__What to work on__: All lines in the data that hold the word "black" need copying.
· · ·
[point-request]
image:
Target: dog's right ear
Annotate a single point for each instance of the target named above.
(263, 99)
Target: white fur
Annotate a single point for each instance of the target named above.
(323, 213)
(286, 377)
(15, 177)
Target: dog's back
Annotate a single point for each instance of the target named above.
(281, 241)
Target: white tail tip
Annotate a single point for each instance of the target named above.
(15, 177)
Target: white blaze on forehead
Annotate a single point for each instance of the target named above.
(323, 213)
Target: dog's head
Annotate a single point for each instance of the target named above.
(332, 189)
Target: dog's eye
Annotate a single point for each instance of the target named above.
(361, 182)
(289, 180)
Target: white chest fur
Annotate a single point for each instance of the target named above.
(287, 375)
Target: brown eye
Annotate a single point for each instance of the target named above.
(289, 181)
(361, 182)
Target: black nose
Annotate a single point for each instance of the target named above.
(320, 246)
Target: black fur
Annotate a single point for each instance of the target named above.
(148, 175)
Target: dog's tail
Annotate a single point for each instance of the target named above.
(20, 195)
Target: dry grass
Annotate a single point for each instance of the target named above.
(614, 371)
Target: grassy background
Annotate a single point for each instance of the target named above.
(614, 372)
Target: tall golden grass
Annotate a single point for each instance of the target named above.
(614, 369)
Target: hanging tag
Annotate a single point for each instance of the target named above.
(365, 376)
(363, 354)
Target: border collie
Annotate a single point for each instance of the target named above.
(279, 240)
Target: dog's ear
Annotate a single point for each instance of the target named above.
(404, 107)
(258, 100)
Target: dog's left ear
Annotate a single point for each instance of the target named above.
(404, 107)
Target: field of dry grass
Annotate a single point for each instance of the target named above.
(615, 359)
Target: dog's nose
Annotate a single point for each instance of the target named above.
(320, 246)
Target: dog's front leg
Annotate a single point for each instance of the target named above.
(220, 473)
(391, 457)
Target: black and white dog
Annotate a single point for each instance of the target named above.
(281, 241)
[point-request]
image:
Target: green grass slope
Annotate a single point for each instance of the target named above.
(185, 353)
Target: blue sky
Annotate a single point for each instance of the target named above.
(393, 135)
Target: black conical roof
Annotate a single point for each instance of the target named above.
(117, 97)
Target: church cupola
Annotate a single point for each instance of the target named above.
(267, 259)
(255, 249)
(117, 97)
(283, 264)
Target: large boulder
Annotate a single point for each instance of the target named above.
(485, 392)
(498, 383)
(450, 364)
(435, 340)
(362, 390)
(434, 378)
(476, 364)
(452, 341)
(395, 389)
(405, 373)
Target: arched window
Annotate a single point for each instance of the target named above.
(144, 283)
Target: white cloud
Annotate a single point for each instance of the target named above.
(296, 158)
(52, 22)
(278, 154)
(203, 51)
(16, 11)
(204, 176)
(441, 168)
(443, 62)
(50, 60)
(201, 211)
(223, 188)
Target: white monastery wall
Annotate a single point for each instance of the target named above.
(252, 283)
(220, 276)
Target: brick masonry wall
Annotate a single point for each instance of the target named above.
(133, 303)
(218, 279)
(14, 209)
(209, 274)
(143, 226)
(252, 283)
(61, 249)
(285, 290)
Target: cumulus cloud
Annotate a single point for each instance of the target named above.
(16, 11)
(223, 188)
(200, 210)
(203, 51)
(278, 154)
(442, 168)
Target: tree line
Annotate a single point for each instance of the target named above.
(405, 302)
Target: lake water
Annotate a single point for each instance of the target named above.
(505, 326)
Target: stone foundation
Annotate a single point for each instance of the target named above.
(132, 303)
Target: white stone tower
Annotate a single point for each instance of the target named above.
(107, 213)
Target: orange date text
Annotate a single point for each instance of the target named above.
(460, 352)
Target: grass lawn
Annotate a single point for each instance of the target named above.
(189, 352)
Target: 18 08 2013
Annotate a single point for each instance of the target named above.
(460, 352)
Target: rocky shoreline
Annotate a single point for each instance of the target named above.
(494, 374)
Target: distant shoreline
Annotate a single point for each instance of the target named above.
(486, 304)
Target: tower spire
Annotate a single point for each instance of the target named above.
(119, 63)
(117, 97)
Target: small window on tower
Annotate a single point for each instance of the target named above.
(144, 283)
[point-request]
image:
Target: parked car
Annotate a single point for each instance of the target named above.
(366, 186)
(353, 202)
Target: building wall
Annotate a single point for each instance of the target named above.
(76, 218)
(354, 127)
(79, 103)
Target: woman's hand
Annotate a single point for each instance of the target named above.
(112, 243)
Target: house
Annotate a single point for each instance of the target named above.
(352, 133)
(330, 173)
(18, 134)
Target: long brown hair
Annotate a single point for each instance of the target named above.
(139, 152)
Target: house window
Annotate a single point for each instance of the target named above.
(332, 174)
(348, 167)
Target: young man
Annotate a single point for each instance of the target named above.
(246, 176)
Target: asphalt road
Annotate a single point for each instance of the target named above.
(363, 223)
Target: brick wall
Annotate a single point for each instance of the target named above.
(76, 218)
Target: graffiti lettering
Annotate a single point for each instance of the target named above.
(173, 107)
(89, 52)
· · ·
__Expected answer__:
Target: black nose
Target: black fur
Target: black and white dog
Target: black conical roof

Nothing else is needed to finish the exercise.